Do this
Reproduce the listing below word for word, starting from its first line and ending with the line that contains "0 139 400 265", including both. Omit the pictures from your copy.

Material for this exercise
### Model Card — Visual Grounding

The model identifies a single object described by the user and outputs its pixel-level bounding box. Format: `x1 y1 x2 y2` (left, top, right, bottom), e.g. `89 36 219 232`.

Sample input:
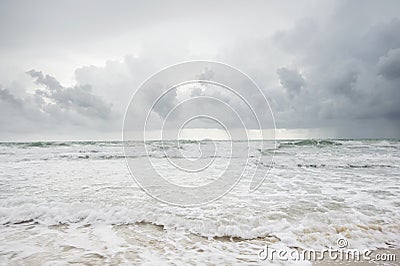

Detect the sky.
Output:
0 0 400 141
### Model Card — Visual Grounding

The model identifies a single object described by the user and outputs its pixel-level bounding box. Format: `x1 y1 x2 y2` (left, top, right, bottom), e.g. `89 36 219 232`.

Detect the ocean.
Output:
0 139 400 265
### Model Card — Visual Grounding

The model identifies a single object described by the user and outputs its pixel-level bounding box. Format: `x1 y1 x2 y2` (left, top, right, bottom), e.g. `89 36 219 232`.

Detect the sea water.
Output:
0 140 400 265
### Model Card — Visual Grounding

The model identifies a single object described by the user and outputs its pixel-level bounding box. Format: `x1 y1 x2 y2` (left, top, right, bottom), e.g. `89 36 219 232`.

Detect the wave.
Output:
278 139 342 148
297 163 398 168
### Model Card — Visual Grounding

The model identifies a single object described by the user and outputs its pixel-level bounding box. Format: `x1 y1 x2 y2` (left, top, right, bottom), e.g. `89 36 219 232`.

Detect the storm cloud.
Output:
0 0 400 137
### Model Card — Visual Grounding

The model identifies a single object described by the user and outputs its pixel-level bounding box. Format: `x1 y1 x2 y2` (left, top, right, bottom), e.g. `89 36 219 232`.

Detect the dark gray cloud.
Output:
0 70 121 139
378 48 400 79
276 67 306 96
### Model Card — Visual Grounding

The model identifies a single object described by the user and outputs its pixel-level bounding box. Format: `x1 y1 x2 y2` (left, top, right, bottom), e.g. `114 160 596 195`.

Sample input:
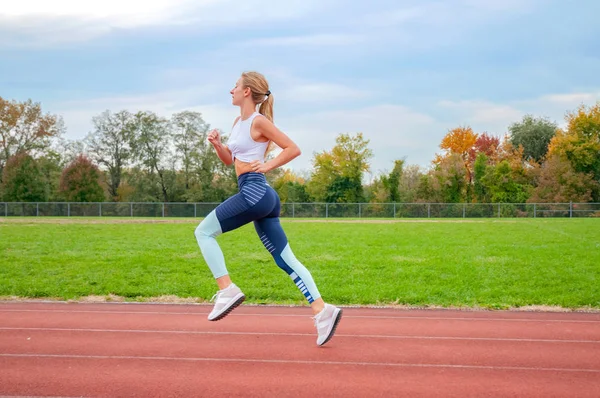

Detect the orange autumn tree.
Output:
539 102 600 201
433 126 479 200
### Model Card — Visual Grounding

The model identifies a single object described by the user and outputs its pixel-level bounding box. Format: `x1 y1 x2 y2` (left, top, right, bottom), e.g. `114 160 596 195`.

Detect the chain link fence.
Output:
0 202 600 218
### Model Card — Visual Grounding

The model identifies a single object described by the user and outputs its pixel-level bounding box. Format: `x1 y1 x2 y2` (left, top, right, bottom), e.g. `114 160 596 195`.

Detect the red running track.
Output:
0 302 600 397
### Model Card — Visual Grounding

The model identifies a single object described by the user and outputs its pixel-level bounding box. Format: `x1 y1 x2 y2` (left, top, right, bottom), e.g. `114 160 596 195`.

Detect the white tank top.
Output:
227 112 269 162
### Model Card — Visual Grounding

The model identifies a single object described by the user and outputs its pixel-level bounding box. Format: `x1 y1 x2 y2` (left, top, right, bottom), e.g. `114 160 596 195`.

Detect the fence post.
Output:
569 202 573 218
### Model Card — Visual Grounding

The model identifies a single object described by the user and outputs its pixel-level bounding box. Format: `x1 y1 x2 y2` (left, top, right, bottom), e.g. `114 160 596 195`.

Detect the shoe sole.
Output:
209 294 246 322
319 308 343 346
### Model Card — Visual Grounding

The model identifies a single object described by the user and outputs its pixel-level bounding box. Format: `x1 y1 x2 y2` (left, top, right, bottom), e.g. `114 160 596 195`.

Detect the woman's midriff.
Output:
234 159 252 177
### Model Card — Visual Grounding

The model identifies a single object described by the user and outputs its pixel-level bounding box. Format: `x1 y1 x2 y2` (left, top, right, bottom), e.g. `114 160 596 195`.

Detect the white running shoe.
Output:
313 303 342 345
208 283 246 321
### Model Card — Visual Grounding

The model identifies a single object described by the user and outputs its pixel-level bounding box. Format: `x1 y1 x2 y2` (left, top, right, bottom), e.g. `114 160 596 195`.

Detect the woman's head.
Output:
231 72 273 122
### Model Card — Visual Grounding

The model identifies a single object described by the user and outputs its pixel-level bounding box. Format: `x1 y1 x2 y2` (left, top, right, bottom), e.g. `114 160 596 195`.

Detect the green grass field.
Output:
0 218 600 309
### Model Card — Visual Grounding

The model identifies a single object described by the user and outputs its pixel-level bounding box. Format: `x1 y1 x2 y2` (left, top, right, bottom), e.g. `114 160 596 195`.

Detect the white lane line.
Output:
0 327 600 344
0 354 600 373
0 309 600 323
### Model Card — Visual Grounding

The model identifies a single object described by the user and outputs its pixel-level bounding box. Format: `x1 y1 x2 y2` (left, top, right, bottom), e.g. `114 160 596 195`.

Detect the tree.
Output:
308 133 373 202
469 133 500 162
381 160 404 202
529 154 600 203
548 102 600 201
86 110 134 200
0 97 64 182
481 160 532 203
131 112 176 202
2 152 46 202
172 111 209 190
399 165 425 203
60 155 104 202
473 153 491 203
431 153 468 203
508 115 557 163
434 126 479 201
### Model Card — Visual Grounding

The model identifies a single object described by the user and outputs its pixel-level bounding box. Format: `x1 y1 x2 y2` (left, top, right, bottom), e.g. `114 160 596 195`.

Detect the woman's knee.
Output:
194 210 223 240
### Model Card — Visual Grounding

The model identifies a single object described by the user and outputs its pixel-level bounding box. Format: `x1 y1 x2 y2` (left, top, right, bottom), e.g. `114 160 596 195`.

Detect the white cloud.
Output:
239 34 367 47
439 100 522 130
438 92 600 135
0 0 328 47
279 104 444 174
0 0 197 19
276 82 370 103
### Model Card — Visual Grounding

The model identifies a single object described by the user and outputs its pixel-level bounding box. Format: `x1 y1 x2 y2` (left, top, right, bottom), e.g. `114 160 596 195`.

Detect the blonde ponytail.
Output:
258 93 273 123
242 72 275 155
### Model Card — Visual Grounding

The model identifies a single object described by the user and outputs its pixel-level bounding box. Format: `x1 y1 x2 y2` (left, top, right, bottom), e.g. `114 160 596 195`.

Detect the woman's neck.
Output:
240 103 256 120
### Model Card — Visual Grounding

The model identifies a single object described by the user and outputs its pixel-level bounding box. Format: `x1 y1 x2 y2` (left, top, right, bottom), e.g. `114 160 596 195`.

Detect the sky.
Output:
0 0 600 176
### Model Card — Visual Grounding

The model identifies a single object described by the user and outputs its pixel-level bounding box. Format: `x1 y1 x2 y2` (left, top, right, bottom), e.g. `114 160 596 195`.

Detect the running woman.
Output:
195 72 342 346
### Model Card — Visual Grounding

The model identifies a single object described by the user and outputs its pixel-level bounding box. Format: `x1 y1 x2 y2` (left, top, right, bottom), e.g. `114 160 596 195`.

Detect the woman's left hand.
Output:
250 160 270 174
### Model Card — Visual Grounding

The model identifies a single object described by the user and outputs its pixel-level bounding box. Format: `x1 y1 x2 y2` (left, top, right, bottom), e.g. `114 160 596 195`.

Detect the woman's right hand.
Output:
208 129 221 146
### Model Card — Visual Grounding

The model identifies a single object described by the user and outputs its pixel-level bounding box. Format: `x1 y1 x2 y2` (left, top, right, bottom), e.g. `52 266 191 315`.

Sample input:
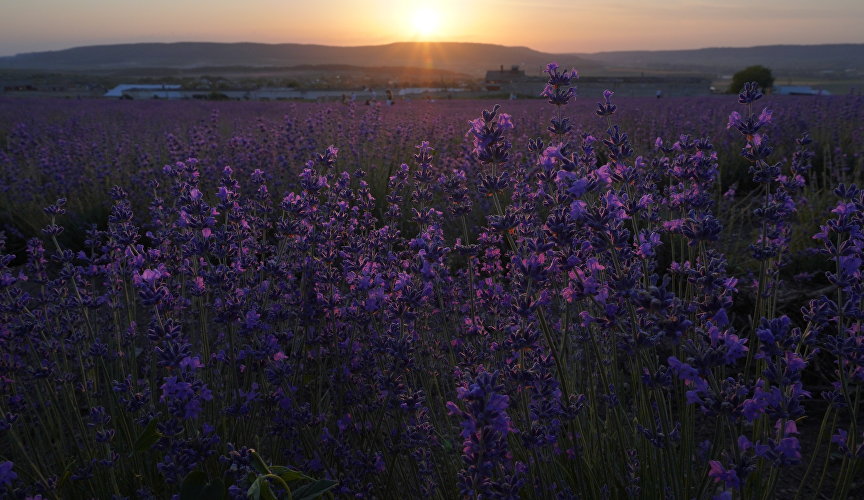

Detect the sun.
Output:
411 8 441 39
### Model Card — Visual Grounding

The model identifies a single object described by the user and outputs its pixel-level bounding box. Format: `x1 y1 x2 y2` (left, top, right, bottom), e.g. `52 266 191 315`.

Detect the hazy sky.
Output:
0 0 864 55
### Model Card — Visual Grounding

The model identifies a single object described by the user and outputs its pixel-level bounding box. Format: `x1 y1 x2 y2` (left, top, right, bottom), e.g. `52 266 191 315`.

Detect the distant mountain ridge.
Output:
0 42 597 76
0 42 864 76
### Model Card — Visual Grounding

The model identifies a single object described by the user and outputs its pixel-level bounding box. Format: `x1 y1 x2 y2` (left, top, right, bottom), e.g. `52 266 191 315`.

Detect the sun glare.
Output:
411 8 441 38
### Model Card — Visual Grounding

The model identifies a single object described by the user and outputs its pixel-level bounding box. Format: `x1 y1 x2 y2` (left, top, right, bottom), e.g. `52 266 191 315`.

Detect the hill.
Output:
0 42 598 76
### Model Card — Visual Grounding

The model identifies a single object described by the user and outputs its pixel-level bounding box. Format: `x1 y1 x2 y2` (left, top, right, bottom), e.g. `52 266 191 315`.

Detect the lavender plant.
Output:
0 72 864 499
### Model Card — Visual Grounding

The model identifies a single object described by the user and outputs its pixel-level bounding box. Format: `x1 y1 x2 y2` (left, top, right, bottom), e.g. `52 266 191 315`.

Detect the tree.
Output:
728 65 774 94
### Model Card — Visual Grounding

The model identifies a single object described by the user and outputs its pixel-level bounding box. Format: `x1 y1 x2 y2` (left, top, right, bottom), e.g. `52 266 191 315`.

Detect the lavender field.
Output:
0 71 864 500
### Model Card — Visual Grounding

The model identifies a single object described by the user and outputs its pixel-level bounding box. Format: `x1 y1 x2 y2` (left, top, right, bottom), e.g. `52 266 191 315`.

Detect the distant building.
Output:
771 85 831 95
103 83 183 99
484 64 537 91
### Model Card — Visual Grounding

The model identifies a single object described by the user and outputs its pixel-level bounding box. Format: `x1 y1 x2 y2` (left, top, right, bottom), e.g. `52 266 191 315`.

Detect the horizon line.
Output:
0 40 864 57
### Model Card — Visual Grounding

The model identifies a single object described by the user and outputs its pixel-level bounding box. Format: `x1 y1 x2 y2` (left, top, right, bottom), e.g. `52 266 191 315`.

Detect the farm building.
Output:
103 83 182 99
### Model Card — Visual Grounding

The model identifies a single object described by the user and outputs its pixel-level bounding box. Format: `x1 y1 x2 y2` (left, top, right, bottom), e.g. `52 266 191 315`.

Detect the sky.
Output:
0 0 864 56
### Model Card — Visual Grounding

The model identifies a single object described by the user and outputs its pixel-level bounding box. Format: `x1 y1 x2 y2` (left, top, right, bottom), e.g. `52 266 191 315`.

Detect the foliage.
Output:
727 64 774 94
0 71 864 500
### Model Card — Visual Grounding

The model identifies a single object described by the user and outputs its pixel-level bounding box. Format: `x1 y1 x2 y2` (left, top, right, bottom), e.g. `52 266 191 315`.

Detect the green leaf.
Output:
180 470 207 500
252 451 270 475
270 465 313 483
261 479 277 500
246 477 266 500
246 476 276 500
292 479 339 500
132 418 162 452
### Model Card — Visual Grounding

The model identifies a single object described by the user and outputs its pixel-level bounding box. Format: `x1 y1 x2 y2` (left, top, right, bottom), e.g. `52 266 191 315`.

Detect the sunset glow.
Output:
0 0 864 56
411 8 441 40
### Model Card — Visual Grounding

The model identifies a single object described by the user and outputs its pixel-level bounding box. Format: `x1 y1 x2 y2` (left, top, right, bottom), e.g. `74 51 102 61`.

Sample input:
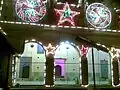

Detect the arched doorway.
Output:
54 42 81 85
87 47 111 85
55 65 62 77
14 41 46 85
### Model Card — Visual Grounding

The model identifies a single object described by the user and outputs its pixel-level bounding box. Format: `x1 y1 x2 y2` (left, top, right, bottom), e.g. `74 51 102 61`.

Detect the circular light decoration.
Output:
86 3 111 28
15 0 46 22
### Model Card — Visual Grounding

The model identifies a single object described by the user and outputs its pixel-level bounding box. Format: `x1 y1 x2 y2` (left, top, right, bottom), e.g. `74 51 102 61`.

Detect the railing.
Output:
13 62 111 85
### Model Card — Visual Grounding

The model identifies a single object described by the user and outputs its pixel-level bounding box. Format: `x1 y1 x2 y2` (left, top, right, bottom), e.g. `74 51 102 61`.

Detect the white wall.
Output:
17 42 46 80
54 44 80 81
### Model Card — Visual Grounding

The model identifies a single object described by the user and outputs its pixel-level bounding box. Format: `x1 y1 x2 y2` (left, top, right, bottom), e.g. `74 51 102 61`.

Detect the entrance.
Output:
13 41 46 85
54 43 80 85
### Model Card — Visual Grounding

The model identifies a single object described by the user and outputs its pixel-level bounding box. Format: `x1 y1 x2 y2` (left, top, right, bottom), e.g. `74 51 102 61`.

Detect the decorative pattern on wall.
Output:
15 0 46 22
55 2 80 26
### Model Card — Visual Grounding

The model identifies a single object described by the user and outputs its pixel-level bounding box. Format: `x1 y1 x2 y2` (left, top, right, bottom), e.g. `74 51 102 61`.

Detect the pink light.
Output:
80 45 88 56
55 59 65 76
55 2 80 26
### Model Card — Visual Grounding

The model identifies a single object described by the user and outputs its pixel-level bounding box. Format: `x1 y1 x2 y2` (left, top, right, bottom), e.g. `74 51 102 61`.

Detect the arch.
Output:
22 66 30 78
25 40 46 52
54 42 81 56
55 65 62 77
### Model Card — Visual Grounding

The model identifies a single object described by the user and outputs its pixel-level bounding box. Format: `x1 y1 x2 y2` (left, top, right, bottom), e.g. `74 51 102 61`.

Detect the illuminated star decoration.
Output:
80 45 88 56
110 47 119 59
46 43 55 55
55 2 80 26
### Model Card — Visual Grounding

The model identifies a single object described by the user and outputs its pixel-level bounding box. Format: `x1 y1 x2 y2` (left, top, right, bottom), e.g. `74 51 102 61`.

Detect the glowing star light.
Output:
80 45 88 56
55 2 80 26
46 43 55 55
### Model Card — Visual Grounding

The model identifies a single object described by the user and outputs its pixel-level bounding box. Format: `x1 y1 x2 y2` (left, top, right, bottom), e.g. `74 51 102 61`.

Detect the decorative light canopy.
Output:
86 3 111 28
15 0 46 22
55 2 80 26
45 43 55 55
80 45 88 56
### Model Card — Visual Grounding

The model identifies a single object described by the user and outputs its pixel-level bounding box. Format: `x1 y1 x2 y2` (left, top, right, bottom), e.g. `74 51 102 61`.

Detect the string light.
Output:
109 47 120 87
55 2 80 26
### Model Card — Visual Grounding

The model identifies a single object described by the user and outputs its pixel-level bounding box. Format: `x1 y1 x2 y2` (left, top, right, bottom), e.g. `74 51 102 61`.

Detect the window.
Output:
55 65 62 77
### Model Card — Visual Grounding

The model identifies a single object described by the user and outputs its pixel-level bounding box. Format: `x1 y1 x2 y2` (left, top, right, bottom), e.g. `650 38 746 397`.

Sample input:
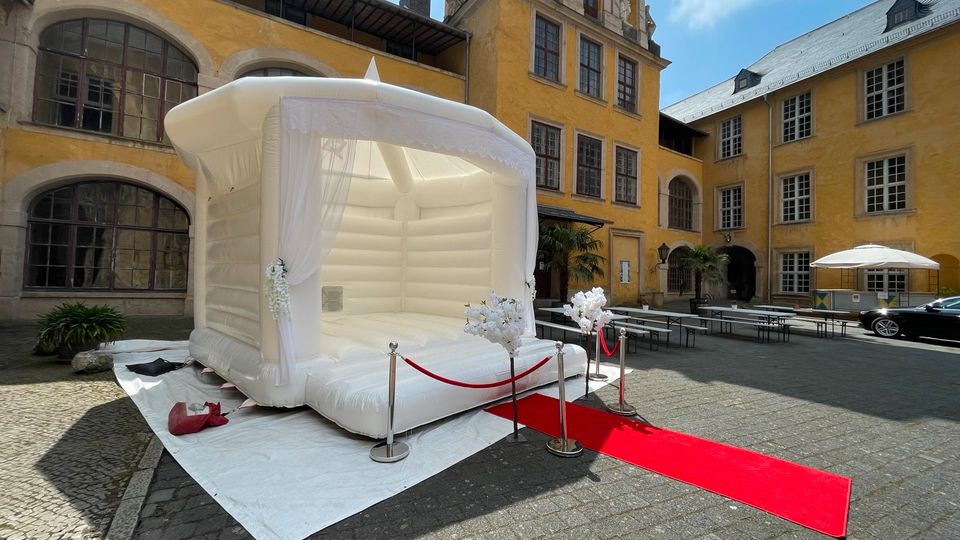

Response to the task
### Model Card — Visual Grounding

The model identifies a single object described by the user and outputs its pixel-level bounding box. Format: `x1 y1 x2 y2` (left, top, right, bottom), e.g. `89 36 219 232`.

Sample input:

Detect the sky.
Output:
0 0 400 141
### Model Card — Visual Grounding

The model identifies a single object described by the user and outputs its pixel-level bounding box. Format: `x1 y1 x2 y2` (left, top, right, bottom), e.g. `89 36 219 232`.

Detect the ocean.
Output:
0 139 400 265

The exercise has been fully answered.